* _Aim of the exercise_
Would you transcribe each entry that follows word for word, minus the images?

* _Records for the task_
====

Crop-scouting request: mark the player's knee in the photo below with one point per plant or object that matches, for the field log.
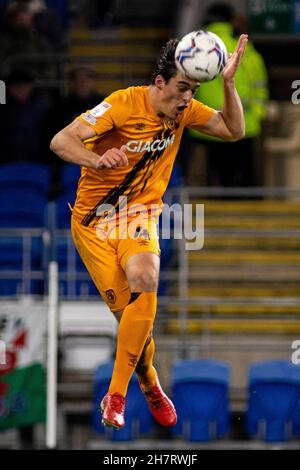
(144, 281)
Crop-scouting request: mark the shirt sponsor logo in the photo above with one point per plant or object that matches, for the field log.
(100, 109)
(137, 146)
(89, 118)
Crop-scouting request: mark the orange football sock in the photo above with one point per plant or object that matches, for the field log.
(144, 368)
(134, 329)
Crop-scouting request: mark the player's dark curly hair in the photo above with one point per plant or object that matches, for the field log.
(165, 64)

====

* _Worked solution_
Crop-scouting request: mark the player's knee in the photo below with one point per plant or object that matches, for the field log.
(144, 281)
Crop-scouting request: mark the shirt sponsor logo in the photo above with one point per plant or object that matches, for the field log.
(100, 109)
(137, 146)
(89, 118)
Crop-scouting request: mark the orange football sock in the photo above with one point per plant or object that matches, for the field log.
(144, 368)
(134, 329)
Crop-scouting request: mark the player's dark curly hair in the photo above with one point per plant or object that matches, for the field log.
(165, 64)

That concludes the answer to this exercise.